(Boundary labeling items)
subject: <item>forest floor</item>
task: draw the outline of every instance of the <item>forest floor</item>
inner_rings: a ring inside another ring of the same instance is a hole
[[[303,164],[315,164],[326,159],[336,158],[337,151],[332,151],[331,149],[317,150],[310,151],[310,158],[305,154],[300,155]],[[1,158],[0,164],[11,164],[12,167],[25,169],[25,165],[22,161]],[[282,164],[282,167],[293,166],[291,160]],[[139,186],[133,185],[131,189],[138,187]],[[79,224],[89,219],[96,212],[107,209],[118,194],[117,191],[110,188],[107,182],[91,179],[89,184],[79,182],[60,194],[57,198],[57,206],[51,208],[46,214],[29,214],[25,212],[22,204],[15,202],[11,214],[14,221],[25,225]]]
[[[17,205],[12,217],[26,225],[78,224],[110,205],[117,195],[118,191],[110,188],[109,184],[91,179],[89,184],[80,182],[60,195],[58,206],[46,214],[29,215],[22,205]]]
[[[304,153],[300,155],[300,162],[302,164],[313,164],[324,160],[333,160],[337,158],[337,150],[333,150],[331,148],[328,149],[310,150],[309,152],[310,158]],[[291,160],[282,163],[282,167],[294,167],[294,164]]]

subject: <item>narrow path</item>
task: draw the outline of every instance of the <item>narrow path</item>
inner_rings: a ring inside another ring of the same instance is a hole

- **Exercise directions**
Copy out word for word the lines starting with the line containing "subject: <item>narrow path</item>" and going on through the end of the lines, including both.

- **Full solution**
subject: <item>narrow path</item>
task: draw the outline of every instance of the <item>narrow path</item>
inner_rings: a ring inside another ring of the same instance is a hole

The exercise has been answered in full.